───── MATERIAL TO PROCESS ─────

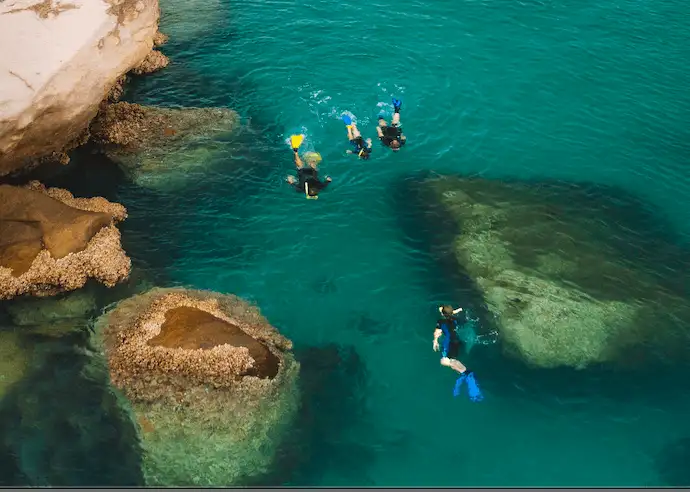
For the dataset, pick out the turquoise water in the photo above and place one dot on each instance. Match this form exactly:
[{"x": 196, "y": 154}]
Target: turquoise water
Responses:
[{"x": 562, "y": 90}]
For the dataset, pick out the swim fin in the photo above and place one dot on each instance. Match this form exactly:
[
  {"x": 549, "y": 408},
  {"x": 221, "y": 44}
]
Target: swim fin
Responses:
[
  {"x": 473, "y": 390},
  {"x": 458, "y": 384},
  {"x": 312, "y": 157},
  {"x": 296, "y": 141}
]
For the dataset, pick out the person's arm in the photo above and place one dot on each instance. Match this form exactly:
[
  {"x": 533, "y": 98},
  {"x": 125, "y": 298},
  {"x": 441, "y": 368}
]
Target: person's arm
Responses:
[
  {"x": 437, "y": 335},
  {"x": 298, "y": 160},
  {"x": 455, "y": 311},
  {"x": 293, "y": 182}
]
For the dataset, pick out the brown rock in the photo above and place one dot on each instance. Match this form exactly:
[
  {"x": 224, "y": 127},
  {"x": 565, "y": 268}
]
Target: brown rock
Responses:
[
  {"x": 153, "y": 62},
  {"x": 206, "y": 376},
  {"x": 20, "y": 243},
  {"x": 52, "y": 242},
  {"x": 160, "y": 148},
  {"x": 160, "y": 39},
  {"x": 191, "y": 328}
]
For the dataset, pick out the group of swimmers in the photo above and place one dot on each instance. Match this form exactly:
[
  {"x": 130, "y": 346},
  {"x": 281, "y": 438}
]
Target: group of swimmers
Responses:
[{"x": 308, "y": 181}]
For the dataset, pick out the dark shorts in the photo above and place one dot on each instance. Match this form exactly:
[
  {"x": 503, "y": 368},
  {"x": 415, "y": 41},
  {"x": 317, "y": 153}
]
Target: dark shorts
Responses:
[
  {"x": 454, "y": 349},
  {"x": 306, "y": 173},
  {"x": 391, "y": 133}
]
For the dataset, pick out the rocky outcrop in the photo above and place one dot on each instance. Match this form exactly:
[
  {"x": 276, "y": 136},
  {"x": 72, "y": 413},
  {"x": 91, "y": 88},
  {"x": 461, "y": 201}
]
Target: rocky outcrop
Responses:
[
  {"x": 206, "y": 376},
  {"x": 163, "y": 148},
  {"x": 51, "y": 242},
  {"x": 65, "y": 59},
  {"x": 567, "y": 284}
]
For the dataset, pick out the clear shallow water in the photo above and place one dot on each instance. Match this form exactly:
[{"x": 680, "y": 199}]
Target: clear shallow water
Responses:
[{"x": 562, "y": 90}]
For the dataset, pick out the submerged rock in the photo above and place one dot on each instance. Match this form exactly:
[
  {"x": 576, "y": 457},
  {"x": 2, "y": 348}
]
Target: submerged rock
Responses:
[
  {"x": 51, "y": 242},
  {"x": 163, "y": 148},
  {"x": 559, "y": 275},
  {"x": 65, "y": 58},
  {"x": 14, "y": 360},
  {"x": 212, "y": 385}
]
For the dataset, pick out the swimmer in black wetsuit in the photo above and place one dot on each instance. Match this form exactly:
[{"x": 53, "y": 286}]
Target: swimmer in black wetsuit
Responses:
[
  {"x": 391, "y": 136},
  {"x": 446, "y": 327},
  {"x": 307, "y": 181},
  {"x": 362, "y": 148}
]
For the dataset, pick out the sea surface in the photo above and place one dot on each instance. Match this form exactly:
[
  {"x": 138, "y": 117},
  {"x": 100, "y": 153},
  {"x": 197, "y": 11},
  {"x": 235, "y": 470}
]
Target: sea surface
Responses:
[{"x": 576, "y": 91}]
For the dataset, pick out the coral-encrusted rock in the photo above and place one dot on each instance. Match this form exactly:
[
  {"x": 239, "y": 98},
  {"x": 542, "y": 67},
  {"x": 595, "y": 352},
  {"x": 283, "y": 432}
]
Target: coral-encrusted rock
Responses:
[
  {"x": 51, "y": 242},
  {"x": 207, "y": 377},
  {"x": 568, "y": 283},
  {"x": 59, "y": 61},
  {"x": 163, "y": 148}
]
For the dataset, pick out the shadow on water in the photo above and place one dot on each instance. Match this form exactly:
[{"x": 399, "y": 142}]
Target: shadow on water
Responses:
[
  {"x": 427, "y": 232},
  {"x": 333, "y": 383},
  {"x": 673, "y": 463},
  {"x": 429, "y": 229},
  {"x": 62, "y": 426}
]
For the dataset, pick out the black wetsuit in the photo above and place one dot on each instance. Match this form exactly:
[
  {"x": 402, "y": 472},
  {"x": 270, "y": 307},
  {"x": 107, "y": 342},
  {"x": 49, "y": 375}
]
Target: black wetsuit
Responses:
[
  {"x": 360, "y": 147},
  {"x": 309, "y": 176},
  {"x": 451, "y": 344},
  {"x": 391, "y": 133}
]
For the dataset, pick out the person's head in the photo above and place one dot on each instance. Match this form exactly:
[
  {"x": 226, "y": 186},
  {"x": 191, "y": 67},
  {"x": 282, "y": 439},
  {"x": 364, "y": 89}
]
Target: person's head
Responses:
[
  {"x": 312, "y": 192},
  {"x": 447, "y": 310}
]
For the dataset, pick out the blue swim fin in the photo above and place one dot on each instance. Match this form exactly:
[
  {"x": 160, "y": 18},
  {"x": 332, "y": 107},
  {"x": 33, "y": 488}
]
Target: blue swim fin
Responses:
[
  {"x": 473, "y": 390},
  {"x": 458, "y": 385}
]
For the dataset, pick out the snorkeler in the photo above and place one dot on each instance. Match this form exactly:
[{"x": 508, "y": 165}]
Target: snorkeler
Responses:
[
  {"x": 362, "y": 148},
  {"x": 391, "y": 136},
  {"x": 307, "y": 181},
  {"x": 447, "y": 327}
]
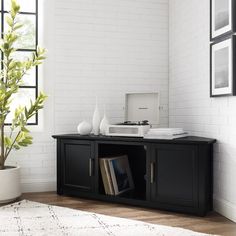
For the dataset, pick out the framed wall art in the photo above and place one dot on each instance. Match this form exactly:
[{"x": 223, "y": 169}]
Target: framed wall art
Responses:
[
  {"x": 222, "y": 18},
  {"x": 222, "y": 67}
]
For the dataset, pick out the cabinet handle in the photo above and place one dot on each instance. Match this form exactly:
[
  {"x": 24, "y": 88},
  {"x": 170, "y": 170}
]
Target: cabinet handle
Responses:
[
  {"x": 90, "y": 167},
  {"x": 152, "y": 172}
]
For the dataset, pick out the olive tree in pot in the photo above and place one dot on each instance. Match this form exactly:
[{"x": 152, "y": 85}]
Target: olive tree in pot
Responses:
[{"x": 16, "y": 135}]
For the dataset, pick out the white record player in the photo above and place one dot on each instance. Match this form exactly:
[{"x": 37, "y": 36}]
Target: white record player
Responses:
[
  {"x": 128, "y": 129},
  {"x": 138, "y": 106}
]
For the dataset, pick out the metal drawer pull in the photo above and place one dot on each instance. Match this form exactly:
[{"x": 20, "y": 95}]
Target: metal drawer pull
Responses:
[
  {"x": 152, "y": 173},
  {"x": 90, "y": 167}
]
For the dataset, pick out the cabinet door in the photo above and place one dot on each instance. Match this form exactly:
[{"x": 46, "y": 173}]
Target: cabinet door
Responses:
[
  {"x": 174, "y": 174},
  {"x": 77, "y": 164}
]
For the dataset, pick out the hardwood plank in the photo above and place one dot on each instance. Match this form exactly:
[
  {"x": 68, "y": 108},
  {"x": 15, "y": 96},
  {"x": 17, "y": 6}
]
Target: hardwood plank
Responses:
[{"x": 213, "y": 223}]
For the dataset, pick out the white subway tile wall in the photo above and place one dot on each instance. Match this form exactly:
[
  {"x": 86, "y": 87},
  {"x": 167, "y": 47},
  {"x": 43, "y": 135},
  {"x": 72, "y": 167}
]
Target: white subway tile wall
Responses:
[
  {"x": 190, "y": 106},
  {"x": 95, "y": 48}
]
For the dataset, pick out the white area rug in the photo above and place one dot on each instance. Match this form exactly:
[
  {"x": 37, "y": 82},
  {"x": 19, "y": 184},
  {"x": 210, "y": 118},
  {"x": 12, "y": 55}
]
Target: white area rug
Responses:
[{"x": 28, "y": 218}]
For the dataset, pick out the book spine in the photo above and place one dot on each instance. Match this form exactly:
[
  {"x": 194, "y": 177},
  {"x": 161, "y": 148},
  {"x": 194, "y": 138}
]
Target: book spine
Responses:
[
  {"x": 104, "y": 177},
  {"x": 109, "y": 180}
]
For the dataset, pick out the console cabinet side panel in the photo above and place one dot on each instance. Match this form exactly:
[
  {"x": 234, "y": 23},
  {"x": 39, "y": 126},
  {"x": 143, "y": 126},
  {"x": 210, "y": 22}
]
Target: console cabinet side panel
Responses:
[
  {"x": 175, "y": 177},
  {"x": 77, "y": 165}
]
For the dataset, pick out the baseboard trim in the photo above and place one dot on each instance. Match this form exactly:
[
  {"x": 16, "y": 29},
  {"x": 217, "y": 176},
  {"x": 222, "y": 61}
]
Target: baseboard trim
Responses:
[
  {"x": 38, "y": 187},
  {"x": 225, "y": 208}
]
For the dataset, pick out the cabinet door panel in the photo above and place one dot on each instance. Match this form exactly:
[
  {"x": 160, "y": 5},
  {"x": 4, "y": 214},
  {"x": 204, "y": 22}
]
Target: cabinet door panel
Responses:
[
  {"x": 78, "y": 164},
  {"x": 175, "y": 174}
]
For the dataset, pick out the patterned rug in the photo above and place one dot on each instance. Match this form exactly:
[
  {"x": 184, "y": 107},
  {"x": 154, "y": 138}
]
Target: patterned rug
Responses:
[{"x": 28, "y": 218}]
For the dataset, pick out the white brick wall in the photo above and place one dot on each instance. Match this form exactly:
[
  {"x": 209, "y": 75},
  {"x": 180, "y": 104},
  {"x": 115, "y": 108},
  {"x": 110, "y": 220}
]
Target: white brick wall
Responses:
[
  {"x": 107, "y": 48},
  {"x": 95, "y": 47},
  {"x": 190, "y": 104}
]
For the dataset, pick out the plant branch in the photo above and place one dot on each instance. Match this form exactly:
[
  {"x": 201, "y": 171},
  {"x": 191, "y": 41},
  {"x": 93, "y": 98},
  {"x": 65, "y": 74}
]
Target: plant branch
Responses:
[{"x": 13, "y": 143}]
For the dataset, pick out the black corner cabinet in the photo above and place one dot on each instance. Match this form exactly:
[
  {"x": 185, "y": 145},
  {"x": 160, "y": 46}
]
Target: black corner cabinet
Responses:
[{"x": 174, "y": 175}]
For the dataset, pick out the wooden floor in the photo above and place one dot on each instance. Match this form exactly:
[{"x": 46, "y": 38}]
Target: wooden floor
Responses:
[{"x": 212, "y": 224}]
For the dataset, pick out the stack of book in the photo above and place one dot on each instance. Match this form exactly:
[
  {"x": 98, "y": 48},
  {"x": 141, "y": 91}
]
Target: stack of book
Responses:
[
  {"x": 116, "y": 174},
  {"x": 165, "y": 133}
]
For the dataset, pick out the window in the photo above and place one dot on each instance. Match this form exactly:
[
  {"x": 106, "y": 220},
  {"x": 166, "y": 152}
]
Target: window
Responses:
[{"x": 26, "y": 45}]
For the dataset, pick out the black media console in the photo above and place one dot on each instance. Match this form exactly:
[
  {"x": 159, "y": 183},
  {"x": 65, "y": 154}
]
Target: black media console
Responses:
[{"x": 174, "y": 175}]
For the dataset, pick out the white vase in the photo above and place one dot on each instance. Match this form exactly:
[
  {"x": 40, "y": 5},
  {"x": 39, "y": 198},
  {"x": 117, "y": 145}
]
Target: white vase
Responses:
[
  {"x": 84, "y": 128},
  {"x": 9, "y": 184},
  {"x": 104, "y": 124},
  {"x": 96, "y": 120}
]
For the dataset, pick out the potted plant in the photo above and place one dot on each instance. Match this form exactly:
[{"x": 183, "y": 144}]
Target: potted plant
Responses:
[{"x": 15, "y": 135}]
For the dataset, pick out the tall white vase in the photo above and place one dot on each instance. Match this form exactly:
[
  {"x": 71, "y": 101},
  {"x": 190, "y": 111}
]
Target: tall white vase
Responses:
[
  {"x": 104, "y": 124},
  {"x": 96, "y": 120}
]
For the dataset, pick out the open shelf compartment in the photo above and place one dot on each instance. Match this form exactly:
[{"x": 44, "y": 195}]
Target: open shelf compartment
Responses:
[{"x": 137, "y": 162}]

─────

- _SET PROBLEM_:
Set down, word for word, the lines starting with the one that contains "For the dataset, pick out the tall" and going on through the last line of the entries.

- _WRITTEN RESPONSE_:
For the dataset, pick out the tall white vase in the photo above and place one dot on each instance. Match this form exactly:
[
  {"x": 71, "y": 101},
  {"x": 190, "y": 111}
]
Target: tall white vase
Responses:
[
  {"x": 104, "y": 124},
  {"x": 96, "y": 120}
]
For the dataset, pick out the open shelf compartment in the photo above and place one dot on each instance. Match this form exactly:
[{"x": 44, "y": 195}]
Target: open shelf compartment
Responses:
[{"x": 137, "y": 162}]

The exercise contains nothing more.